-- begin Excerpt to read --

Tuesday, April 14, 2015

HLS's Digitized Manor Rolls, Writs and Statutes

[Via HLS's Karen Beck and H-Law, we have the following Announcement of Digitized English Manor Rolls, Writs, Statutes.

The Harvard Law School Library’s Historical & Special Collections is pleased to announce the release of several early manuscript digital collections of likely interest to students and scholars of late medieval and early modern Anglo-American law and history.

English Manor Rolls.  We recently began a multi-year project to conserve and digitize our collection of English manor rolls. The collection consists of 170 court rolls, account rolls, and other documents from various manors, ranging in date from 1282 to 1770. For a complete description of the collection, see the finding aid, which will change and grow as digital images of the rolls become available. Links to the images, along with improved descriptions of the rolls, will be added as the project progresses. We welcome your suggestions for improved descriptions; email specialc@law.harvard.edu with your feedback.  [More information.]

Registers of Writs
.  With funding from the Ames Foundation and the Harvard Law School Library, we have digitized our entire manuscript collection of 19 registers of English legal writs, dating from about 1275 to 1476. A link to the online collection is available here. Cataloging information for each writ may be found by searching Harvard’s library catalog, HOLLIS, and browsing by “other call number”: HLS MS XXX.

-- end Excerpt to read --
-- begin Dataset --

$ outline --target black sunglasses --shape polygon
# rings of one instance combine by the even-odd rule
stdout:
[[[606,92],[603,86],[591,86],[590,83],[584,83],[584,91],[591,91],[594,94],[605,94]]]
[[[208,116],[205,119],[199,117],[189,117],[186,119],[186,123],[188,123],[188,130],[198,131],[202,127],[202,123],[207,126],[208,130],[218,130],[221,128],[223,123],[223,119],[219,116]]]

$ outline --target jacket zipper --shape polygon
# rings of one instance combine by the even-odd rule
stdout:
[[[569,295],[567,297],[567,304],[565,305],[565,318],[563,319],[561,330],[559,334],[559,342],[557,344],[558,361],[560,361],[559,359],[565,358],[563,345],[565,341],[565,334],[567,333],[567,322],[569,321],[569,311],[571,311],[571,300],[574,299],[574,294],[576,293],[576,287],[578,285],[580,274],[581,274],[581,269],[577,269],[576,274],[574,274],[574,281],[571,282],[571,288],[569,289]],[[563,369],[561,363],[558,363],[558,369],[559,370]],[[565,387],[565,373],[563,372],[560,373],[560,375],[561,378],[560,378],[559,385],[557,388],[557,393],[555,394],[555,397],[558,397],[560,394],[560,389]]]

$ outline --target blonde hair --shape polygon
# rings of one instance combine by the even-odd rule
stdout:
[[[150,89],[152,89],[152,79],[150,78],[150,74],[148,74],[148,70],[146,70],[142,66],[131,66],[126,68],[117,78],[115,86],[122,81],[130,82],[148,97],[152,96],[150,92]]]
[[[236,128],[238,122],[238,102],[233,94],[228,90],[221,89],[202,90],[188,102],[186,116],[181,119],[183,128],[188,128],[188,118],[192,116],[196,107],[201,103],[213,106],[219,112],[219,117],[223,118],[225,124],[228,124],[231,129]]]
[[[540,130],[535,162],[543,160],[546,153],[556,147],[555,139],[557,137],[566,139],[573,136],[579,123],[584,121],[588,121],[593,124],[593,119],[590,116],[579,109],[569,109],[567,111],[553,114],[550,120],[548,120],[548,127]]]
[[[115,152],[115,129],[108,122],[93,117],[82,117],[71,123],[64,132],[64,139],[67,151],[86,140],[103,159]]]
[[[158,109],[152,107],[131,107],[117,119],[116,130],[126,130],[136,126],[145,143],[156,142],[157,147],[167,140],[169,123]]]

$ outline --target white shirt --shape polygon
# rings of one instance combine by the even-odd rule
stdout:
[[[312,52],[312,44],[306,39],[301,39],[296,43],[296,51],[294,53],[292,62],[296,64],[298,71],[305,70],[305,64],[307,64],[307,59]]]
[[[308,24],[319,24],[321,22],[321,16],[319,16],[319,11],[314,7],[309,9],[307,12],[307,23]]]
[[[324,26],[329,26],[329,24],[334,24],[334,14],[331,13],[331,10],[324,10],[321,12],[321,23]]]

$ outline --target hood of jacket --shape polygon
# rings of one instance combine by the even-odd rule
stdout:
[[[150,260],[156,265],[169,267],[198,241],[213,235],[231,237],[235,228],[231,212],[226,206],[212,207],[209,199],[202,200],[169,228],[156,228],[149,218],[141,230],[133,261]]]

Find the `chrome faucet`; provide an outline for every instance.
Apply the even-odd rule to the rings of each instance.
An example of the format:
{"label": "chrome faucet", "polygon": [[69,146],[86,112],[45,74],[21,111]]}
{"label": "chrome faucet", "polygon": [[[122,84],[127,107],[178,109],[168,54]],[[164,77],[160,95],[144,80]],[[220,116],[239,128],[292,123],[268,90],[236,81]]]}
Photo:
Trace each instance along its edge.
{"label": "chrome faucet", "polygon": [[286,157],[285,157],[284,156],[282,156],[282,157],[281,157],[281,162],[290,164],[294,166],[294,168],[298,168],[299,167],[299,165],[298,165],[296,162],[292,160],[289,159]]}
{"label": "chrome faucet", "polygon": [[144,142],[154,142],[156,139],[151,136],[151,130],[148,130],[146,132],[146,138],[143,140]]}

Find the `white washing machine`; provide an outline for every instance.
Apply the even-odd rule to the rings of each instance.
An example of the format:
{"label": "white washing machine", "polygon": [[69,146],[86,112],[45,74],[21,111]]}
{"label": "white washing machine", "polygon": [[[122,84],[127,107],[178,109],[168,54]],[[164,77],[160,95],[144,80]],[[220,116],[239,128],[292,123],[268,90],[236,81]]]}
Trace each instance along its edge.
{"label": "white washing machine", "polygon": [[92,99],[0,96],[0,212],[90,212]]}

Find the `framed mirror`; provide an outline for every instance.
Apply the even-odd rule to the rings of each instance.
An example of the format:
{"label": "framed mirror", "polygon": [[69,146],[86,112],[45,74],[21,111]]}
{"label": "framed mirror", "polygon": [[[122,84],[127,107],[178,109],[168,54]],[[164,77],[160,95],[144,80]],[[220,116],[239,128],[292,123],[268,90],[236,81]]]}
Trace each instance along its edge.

-- end Dataset --

# [Challenges]
A: Answer these questions from the library announcement:
(i) How many documents make up the collection of English manor rolls?
(ii) About what span of years do the registers of writs cover?
(iii) Which two bodies funded the digitization of the registers of writs?
B: Reproduce the library announcement word for word from "HLS's Digitized Manor" to "Rolls, Writs, Statutes.".

# [Solutions to each task]
A:
(i) 170
(ii) From about 1275 to 1476
(iii) The Ames Foundation and the Harvard Law School Library

B:
HLS's Digitized Manor Rolls, Writs and Statutes

[Via HLS's Karen Beck and H-Law, we have the following Announcement of Digitized English Manor Rolls, Writs, Statutes.